### YOUR ASSIGNMENT
Omit every picture, then return the listing verbatim.

----------

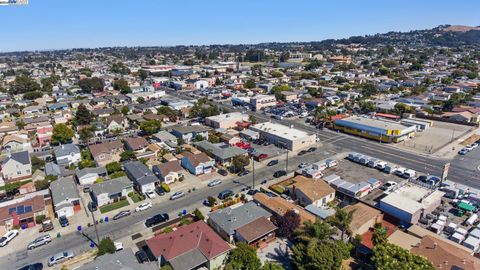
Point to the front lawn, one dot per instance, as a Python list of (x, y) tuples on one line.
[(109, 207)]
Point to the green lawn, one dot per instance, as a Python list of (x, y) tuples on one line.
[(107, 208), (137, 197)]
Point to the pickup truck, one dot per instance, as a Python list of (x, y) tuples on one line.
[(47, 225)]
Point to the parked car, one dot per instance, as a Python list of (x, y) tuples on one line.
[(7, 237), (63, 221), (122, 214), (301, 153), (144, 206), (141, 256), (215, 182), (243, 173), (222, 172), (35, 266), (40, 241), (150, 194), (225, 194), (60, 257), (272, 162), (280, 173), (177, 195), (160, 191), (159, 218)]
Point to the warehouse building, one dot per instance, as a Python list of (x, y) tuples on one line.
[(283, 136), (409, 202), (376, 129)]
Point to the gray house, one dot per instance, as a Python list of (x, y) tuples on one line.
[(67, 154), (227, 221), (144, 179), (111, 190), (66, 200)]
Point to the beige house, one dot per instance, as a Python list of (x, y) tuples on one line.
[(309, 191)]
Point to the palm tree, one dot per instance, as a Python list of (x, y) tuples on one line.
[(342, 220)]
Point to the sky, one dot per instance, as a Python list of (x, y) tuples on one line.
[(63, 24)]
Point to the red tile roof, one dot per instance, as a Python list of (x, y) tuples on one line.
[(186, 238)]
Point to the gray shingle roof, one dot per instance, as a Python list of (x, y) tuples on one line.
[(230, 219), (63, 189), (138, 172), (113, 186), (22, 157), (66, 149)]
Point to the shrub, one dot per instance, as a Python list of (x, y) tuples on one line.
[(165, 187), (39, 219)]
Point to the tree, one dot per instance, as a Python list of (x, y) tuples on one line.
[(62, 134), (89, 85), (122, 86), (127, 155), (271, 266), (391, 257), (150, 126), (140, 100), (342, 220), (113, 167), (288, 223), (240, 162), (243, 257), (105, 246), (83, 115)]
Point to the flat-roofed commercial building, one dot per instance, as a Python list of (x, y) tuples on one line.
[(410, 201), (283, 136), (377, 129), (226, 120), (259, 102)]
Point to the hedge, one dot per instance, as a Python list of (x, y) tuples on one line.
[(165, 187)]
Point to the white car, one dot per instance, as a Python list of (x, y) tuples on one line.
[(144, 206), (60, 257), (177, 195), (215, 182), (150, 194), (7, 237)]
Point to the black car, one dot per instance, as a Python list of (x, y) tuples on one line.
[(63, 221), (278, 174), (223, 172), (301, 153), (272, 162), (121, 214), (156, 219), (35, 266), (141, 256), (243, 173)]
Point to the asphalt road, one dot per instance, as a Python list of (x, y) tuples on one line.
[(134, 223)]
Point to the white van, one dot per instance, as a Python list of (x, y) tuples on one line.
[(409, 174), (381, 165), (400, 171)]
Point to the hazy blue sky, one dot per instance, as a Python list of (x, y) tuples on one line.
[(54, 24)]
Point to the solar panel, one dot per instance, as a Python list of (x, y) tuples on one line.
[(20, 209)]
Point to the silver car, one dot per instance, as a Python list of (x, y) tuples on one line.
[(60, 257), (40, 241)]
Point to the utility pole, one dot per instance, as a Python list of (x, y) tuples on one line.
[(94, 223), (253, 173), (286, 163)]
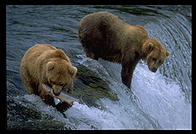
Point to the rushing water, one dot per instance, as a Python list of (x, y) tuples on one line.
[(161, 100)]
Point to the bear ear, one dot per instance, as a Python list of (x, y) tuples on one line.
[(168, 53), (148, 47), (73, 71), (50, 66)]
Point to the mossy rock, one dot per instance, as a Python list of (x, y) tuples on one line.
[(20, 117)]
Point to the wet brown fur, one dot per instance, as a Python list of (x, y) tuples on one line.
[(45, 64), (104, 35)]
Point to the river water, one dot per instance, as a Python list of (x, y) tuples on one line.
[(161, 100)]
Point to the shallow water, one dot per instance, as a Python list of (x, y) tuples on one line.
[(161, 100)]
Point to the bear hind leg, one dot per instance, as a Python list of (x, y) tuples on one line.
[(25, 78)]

----------

### RESULT FOR THIS EXERCISE
Point to the front lawn, one dot per instance, as a Python list of (x, y) tuples on one line.
[(109, 207)]
Point to the green lawn, one dot per instance, as a Python list of (x, y) tuples on one line.
[(107, 208), (137, 197)]
Point to the pickup truck, one dot per instance, as a Python list of (x, y) tuples on one line.
[(47, 225)]
Point to the parked car, one dot per instance, as a Python list of (x, y) tuples on one line.
[(7, 237), (63, 221), (122, 214), (301, 153), (144, 206), (141, 256), (215, 182), (243, 173), (222, 172), (35, 266), (40, 241), (150, 194), (225, 194), (60, 257), (272, 162), (280, 173), (177, 195), (160, 191), (159, 218)]
Point to the warehouse building, one dot per instance, as a Python list of (x, y) tuples on one line.
[(283, 136), (409, 202), (376, 129)]
Point to the gray house, one dot per instance, as a Python list of (x, y) tuples on one line.
[(67, 154), (227, 221), (144, 179), (111, 190), (66, 200)]
Point to the beige house, one dot per instance, as a Python list of (x, y) tuples on one line.
[(309, 191)]
Point to the palm tree, one dot per instance, as a Python list of (x, y) tuples on one line.
[(342, 220)]
Point to the sky, one dot per instance, as a Python list of (x, y) tuples on one line.
[(63, 24)]
Point to the red tile roof, one dot per instance, as a Python list of (x, y) tuples on one line.
[(186, 238)]
Point to the gray shingle roof, one dot per instance, as a Python list of (x, y) tuples on one line.
[(230, 219), (63, 189), (138, 172), (113, 186), (22, 157), (66, 149)]
Point to the shrub, one dot per instance, as a Python list of (x, y) tuples on one line.
[(165, 187), (39, 219)]
Point to the tree, one dot per instance, as a Python list of (x, y) tuples on one line.
[(62, 134), (89, 85), (122, 86), (127, 155), (271, 266), (391, 257), (150, 126), (140, 100), (342, 220), (113, 167), (288, 223), (240, 162), (243, 257), (105, 246), (83, 115)]
Point to the flat-roofed commercial building, one dot per instance, as a Python list of (x, y) tuples on one line.
[(410, 201), (283, 136), (377, 129), (226, 120), (259, 102)]
Point to the hedge, one dot per instance, as a Python list of (x, y) tuples on one line.
[(165, 187)]
Point to the white car, one dot per instance, as a Python list of (x, y) tuples on one line.
[(144, 206), (60, 257), (177, 195), (215, 182), (150, 194), (7, 237)]
Point to the black car, one dot per instance, as a Python list of (x, y) tuples on one line.
[(63, 221), (278, 174), (223, 172), (301, 153), (272, 162), (121, 214), (156, 219), (35, 266), (141, 256), (243, 173)]
Point to the asphalt road, one dot per instance, as a Python list of (x, y) tuples on one line.
[(134, 223)]
Point to the white van, one dot per instance, as a Python list of (x, y) tuples on one line.
[(409, 174), (381, 165), (400, 171)]
Point to the hazy blue sky, one dot per instance, as a Python list of (x, y) tuples on one line.
[(54, 24)]
Point to the solar panel, one dot per instance, as a Python list of (x, y) tuples on one line.
[(20, 209)]
Point to the silver car, one dot per instance, as a Python list of (x, y) tuples on one line.
[(60, 257), (40, 241)]
Point to the utility pole, one dot per instance, as a Python list of (x, y) tuples on one line.
[(94, 223), (253, 173), (286, 163)]
Point to the rushing water, one dot per instance, as a Python list of (x, y) tuples on one line.
[(161, 100)]
Point to the bear ear, one dot per instance, as a Python list of (x, y) tuples on one line.
[(168, 53), (148, 47), (73, 71), (50, 66)]
Point to the mossy rock, one dot per instance, as a Python list of (x, y) tuples on one line.
[(20, 117)]
Point to the wet brown fur, one dot per instance, as a Python list of (x, y) tuples on one line.
[(45, 64), (104, 35)]
Point to the river water, one dot per instance, as a Python list of (x, y) tuples on one line.
[(161, 100)]
Point to the shallow water, one dot per instance, as a Python list of (x, y) tuples on one line.
[(161, 100)]
Point to the bear hind leg, one dot per instance, as a Python list of (x, y) tuples on one line.
[(25, 78)]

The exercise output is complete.